## Work request
Could you filter the records below down to the lines that include the word "vegetation"?

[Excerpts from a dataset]
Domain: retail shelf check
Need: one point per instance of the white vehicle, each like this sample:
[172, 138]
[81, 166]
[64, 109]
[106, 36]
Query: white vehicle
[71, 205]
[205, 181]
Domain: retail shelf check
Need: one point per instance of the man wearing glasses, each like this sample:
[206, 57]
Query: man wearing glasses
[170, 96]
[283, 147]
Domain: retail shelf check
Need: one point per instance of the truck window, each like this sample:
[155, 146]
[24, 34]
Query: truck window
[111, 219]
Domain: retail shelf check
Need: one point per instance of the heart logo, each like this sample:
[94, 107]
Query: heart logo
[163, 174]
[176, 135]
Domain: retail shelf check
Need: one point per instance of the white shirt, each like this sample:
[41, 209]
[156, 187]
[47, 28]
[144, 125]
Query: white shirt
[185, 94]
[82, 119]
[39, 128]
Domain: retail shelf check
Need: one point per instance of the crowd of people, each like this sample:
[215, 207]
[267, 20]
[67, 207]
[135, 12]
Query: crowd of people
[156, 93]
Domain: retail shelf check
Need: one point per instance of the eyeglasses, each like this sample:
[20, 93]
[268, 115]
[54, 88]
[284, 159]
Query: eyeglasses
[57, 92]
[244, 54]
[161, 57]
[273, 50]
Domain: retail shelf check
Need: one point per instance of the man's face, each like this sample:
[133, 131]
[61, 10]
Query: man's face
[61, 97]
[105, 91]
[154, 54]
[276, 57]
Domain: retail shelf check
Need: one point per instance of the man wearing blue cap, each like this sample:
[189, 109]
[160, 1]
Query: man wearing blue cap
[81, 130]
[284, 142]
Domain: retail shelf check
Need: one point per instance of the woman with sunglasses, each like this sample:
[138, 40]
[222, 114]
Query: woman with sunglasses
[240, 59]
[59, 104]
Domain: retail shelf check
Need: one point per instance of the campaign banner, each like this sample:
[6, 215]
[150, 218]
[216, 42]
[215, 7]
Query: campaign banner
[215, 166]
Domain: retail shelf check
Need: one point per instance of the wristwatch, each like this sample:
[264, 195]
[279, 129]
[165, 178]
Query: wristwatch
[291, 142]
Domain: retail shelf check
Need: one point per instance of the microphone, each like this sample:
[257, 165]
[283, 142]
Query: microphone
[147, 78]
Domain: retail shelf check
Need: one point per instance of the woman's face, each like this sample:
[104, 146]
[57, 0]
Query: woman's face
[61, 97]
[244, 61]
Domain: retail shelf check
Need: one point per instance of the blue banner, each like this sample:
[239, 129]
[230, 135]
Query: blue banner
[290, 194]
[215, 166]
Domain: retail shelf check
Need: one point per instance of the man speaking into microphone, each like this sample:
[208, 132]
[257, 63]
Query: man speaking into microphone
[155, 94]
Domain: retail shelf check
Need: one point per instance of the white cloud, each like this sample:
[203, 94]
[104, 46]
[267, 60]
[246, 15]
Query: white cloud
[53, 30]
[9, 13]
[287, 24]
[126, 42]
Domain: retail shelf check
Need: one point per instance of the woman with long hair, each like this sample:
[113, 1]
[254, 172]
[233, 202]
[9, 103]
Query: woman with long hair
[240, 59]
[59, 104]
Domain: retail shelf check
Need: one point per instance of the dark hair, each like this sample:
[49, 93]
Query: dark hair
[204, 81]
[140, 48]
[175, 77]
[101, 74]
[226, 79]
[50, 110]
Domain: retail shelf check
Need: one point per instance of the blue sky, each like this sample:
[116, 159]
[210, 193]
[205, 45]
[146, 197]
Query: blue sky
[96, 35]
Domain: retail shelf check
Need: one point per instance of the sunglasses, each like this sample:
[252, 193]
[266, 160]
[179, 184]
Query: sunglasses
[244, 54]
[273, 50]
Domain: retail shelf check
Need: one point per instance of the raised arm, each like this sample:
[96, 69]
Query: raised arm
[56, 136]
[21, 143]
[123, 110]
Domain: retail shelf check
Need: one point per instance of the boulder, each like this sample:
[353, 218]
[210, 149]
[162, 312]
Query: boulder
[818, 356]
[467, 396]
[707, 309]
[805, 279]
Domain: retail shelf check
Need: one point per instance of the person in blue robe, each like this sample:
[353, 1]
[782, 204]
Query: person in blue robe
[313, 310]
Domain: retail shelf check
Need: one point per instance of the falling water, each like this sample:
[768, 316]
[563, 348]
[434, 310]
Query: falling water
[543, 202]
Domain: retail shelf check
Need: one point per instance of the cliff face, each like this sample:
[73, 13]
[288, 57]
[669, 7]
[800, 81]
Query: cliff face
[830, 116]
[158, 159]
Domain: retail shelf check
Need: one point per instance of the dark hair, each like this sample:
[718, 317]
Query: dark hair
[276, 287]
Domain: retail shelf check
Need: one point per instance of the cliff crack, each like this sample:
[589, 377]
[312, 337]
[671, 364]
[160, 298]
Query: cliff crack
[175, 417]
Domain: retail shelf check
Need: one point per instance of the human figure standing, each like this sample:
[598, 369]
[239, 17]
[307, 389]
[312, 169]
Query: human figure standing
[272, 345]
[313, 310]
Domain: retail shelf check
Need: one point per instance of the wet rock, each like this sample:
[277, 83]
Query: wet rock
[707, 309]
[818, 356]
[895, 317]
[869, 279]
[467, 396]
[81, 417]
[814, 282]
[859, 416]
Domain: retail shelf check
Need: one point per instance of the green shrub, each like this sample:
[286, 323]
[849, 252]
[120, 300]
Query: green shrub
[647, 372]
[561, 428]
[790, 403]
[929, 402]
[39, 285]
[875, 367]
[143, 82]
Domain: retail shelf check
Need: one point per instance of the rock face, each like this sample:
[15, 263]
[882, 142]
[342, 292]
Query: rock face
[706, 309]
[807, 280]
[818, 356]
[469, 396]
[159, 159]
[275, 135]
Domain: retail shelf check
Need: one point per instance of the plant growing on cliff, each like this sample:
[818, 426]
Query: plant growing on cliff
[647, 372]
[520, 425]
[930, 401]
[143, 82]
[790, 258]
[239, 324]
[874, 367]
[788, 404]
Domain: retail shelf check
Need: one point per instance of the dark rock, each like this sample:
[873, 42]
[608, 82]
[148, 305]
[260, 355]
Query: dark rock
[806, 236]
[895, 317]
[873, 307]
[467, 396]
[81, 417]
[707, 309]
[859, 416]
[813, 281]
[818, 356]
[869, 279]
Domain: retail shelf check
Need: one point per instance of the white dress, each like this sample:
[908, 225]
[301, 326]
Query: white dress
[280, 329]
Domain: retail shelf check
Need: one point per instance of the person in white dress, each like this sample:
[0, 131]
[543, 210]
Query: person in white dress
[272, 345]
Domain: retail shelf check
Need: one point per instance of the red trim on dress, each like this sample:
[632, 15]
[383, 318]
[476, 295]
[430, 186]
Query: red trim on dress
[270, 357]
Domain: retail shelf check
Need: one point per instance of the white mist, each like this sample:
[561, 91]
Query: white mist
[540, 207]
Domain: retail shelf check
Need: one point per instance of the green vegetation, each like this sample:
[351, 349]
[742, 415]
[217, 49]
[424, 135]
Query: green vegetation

## Problem solution
Need: one point per instance of the green vegetation, each like this sample:
Query: green vegetation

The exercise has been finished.